→ **Teks yang Diberikan**

__________________________________________________

Dalam rangka mencapai tujuan-tujuan ini, Bentham merancang konsep Panopticon sebagai alat pengawasan yang menggabungkan efisiensi, pengendalian diri, dan pembentukan masyarakat yang taat pada norma dan aturan.

Sedangkan, Menurut Michael Foucault (1790) alasan mengapa konsep panopticon dibuat yaitu untuk menjelaskan tentang relasi antara yang diawasi dan mengawasi, orang yang mengontrol dan dikontrol, orang yang merehabilitasi dan direhabilitasi, orang yang abnormal dan menormalkan dalam sebuah ruang kekuasaan tanpa kontak langsung. Efek utama dari mekanisme panopticon ini adalah menimbulkan kesadaran untuk diawasi, dilihat, secara terus menerus pada diri seseorang. sebuah kesadaran yang mengisaratkan bahwa segala tindak-tanduk dan gerak-gerik mereka ada yang mengontrol dan mengawasi. Tentunya kesadaran diawasi dan dikontrol ini menimbulkan efek kepatuhan, tekanan bahkan ketakutan. Hal ini dapat menyimpulkan bahwa desain dari Panopticon akan sangat berefek pada psikologi si penerima atau Narapidana.

Hasil dari efek kepatuhan, tekanan dan ketakutan yang muncul dari Desain Arsitektur Panopticon ini diharapkan dapat memberikan 'kesadaran dan efek jera' untuk niat atau tindakan kriminal yang akan dan telah dilakukan. Seperti yang dikutip dalam buku 'Psikologi Arsitektur' 

“Manusia terdiri dari dua entitas: Tubuh (body) dan jiwa (mind). Ada tiga posisi filosofis yang mewarnai perkembangan disiplin psikologis, salah satunya yaitu; Tubuh dan jiwa merupakan entitas yang terpisah namun saling berhubungan (Interactionism)”

__________________________________________________

→ **Data yang Diberikan**

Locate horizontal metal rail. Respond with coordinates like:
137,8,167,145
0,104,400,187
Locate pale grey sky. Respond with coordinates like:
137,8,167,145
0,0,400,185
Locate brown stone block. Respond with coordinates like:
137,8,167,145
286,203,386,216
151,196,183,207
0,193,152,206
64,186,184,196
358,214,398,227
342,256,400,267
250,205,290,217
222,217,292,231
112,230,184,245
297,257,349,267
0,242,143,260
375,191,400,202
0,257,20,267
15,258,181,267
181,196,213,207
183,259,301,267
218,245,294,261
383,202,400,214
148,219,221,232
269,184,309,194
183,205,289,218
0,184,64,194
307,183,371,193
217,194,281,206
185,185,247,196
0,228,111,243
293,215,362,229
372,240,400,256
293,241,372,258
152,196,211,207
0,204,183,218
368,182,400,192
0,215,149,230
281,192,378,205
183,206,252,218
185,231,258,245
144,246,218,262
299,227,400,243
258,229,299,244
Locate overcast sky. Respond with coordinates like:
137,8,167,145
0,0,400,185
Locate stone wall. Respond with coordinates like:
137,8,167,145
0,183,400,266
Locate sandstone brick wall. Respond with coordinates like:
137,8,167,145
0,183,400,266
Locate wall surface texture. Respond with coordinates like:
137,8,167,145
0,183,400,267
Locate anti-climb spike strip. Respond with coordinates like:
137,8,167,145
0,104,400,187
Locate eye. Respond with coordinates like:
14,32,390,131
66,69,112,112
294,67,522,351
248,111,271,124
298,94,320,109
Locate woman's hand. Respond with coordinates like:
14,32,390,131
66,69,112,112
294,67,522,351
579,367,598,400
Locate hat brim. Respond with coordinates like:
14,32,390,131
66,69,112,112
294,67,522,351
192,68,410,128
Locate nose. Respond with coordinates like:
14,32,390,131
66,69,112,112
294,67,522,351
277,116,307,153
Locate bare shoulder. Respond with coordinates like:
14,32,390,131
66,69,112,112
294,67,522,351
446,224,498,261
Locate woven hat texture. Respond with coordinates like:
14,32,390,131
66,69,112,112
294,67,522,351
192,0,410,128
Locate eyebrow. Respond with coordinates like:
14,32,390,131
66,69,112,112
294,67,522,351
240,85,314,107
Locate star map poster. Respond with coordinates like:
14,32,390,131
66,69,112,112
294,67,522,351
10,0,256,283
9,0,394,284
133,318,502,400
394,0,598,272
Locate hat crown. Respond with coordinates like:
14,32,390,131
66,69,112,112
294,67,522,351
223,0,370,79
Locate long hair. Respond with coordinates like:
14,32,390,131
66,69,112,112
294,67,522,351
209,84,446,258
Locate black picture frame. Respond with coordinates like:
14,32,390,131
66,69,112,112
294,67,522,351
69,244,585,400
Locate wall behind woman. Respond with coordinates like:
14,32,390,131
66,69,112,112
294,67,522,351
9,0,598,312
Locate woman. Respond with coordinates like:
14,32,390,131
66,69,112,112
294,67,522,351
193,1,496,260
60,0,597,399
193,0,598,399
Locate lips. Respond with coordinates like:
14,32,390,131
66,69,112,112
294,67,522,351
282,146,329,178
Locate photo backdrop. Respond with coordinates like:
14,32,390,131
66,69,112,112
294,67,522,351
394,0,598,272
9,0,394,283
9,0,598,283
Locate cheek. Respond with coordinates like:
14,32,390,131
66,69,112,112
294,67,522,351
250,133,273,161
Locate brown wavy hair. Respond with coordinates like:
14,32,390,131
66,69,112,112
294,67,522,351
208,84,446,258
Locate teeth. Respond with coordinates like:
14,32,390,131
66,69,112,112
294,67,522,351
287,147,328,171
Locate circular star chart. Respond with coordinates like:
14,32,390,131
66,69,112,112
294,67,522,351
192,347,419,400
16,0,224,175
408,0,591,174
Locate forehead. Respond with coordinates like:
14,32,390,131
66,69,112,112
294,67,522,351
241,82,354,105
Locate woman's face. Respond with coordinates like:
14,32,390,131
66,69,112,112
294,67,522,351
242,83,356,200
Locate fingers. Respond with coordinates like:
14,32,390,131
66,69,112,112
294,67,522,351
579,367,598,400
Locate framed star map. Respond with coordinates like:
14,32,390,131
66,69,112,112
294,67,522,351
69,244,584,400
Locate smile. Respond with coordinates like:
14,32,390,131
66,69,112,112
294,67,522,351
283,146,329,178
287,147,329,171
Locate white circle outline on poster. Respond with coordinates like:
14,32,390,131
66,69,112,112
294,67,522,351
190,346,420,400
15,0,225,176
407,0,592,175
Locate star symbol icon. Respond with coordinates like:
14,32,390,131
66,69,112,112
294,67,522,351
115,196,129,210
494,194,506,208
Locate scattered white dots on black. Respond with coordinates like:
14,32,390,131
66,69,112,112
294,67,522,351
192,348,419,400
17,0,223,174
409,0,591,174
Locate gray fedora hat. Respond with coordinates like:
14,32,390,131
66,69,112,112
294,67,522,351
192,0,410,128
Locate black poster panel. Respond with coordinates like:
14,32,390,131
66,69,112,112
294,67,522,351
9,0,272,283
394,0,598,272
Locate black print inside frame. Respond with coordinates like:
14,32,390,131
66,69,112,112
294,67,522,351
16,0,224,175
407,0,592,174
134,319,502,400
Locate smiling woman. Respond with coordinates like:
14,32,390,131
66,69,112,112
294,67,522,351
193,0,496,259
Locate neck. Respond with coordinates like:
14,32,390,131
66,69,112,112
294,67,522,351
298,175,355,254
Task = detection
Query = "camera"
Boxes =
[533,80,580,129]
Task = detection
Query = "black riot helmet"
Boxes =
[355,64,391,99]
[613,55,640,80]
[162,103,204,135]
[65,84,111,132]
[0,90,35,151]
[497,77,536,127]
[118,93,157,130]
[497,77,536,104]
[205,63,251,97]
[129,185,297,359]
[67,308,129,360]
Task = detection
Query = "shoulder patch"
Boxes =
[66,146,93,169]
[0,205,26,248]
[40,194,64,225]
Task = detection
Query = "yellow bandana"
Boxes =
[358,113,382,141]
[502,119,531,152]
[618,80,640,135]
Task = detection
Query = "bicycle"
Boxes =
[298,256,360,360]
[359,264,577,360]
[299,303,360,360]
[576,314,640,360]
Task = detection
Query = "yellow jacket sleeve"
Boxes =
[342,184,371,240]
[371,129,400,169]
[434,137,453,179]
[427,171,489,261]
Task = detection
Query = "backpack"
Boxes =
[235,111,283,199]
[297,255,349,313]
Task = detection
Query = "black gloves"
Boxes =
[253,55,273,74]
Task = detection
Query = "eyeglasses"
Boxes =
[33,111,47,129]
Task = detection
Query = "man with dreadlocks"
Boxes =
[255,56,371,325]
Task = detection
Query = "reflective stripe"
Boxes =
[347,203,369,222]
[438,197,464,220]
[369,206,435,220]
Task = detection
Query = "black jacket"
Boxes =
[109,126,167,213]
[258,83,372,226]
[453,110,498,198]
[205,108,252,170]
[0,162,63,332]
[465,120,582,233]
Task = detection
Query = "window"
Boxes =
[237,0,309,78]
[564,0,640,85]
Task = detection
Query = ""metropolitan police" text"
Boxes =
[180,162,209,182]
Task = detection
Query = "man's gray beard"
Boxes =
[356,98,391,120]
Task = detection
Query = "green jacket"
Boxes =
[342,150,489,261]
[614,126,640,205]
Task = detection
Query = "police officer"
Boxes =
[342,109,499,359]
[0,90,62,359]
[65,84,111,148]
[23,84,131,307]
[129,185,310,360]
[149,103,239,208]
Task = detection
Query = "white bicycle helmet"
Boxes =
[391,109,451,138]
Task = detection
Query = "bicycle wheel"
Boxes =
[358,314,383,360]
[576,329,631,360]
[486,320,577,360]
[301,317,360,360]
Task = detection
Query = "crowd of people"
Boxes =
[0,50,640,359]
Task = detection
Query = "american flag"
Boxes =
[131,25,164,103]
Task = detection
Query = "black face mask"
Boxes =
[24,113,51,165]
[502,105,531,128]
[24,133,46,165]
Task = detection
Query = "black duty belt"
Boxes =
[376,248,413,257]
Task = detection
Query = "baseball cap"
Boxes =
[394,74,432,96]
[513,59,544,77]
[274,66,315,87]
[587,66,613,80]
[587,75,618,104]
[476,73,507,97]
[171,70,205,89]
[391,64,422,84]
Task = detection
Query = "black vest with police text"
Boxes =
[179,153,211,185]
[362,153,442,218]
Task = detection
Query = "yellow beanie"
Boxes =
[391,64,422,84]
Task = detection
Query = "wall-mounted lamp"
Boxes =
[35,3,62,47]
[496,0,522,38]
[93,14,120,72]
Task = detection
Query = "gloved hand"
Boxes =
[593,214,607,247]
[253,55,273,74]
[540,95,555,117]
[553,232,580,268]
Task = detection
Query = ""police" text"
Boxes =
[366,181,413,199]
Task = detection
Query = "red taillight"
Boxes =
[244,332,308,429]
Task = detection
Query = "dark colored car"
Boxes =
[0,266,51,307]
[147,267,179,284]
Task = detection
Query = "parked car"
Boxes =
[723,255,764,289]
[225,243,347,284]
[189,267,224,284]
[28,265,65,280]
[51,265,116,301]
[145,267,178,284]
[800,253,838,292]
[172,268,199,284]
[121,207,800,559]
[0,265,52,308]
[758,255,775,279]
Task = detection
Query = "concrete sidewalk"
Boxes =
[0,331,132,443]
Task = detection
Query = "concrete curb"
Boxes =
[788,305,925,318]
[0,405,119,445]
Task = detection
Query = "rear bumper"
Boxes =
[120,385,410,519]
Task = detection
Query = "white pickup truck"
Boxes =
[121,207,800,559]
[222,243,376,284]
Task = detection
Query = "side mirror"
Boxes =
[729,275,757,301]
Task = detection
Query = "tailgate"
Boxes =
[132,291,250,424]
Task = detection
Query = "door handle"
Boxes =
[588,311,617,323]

__________________________________________________

→ **Tujuan 1**
Jawablah pertanyaan berikut berdasarkan teks tentang Panopticon.
(a) Tiga hal apa yang digabungkan dalam Panopticon rancangan Bentham sebagai alat pengawasan?
(b) Apa efek utama dari mekanisme panopticon menurut teks tersebut?
(c) Dua entitas apa yang membentuk manusia menurut kutipan dari buku 'Psikologi Arsitektur'?
→ **Tujuan 2**
Ambil dari daftar bagian yang diawali baris berisi "Locate stone wall." dan diakhiri baris berisi "208,84,446,258", lalu salin semua baris itu persis sama, termasuk kedua baris batasnya.

→ **Jawaban Lengkap 1**
(a) Efisiensi, pengendalian diri, dan pembentukan masyarakat yang taat pada norma dan aturan.
(b) Efek utamanya adalah menimbulkan kesadaran untuk diawasi dan dilihat secara terus-menerus pada diri seseorang.
(c) Tubuh (body) dan jiwa (mind).

→ **Jawaban Lengkap 2**
Locate stone wall. Respond with coordinates like:
137,8,167,145
0,183,400,266
Locate sandstone brick wall. Respond with coordinates like:
137,8,167,145
0,183,400,266
Locate wall surface texture. Respond with coordinates like:
137,8,167,145
0,183,400,267
Locate anti-climb spike strip. Respond with coordinates like:
137,8,167,145
0,104,400,187
Locate eye. Respond with coordinates like:
14,32,390,131
66,69,112,112
294,67,522,351
248,111,271,124
298,94,320,109
Locate woman's hand. Respond with coordinates like:
14,32,390,131
66,69,112,112
294,67,522,351
579,367,598,400
Locate hat brim. Respond with coordinates like:
14,32,390,131
66,69,112,112
294,67,522,351
192,68,410,128
Locate nose. Respond with coordinates like:
14,32,390,131
66,69,112,112
294,67,522,351
277,116,307,153
Locate bare shoulder. Respond with coordinates like:
14,32,390,131
66,69,112,112
294,67,522,351
446,224,498,261
Locate woven hat texture. Respond with coordinates like:
14,32,390,131
66,69,112,112
294,67,522,351
192,0,410,128
Locate eyebrow. Respond with coordinates like:
14,32,390,131
66,69,112,112
294,67,522,351
240,85,314,107
Locate star map poster. Respond with coordinates like:
14,32,390,131
66,69,112,112
294,67,522,351
10,0,256,283
9,0,394,284
133,318,502,400
394,0,598,272
Locate hat crown. Respond with coordinates like:
14,32,390,131
66,69,112,112
294,67,522,351
223,0,370,79
Locate long hair. Respond with coordinates like:
14,32,390,131
66,69,112,112
294,67,522,351
209,84,446,258
Locate black picture frame. Respond with coordinates like:
14,32,390,131
66,69,112,112
294,67,522,351
69,244,585,400
Locate wall behind woman. Respond with coordinates like:
14,32,390,131
66,69,112,112
294,67,522,351
9,0,598,312
Locate woman. Respond with coordinates like:
14,32,390,131
66,69,112,112
294,67,522,351
193,1,496,260
60,0,597,399
193,0,598,399
Locate lips. Respond with coordinates like:
14,32,390,131
66,69,112,112
294,67,522,351
282,146,329,178
Locate photo backdrop. Respond with coordinates like:
14,32,390,131
66,69,112,112
294,67,522,351
394,0,598,272
9,0,394,283
9,0,598,283
Locate cheek. Respond with coordinates like:
14,32,390,131
66,69,112,112
294,67,522,351
250,133,273,161
Locate brown wavy hair. Respond with coordinates like:
14,32,390,131
66,69,112,112
294,67,522,351
208,84,446,258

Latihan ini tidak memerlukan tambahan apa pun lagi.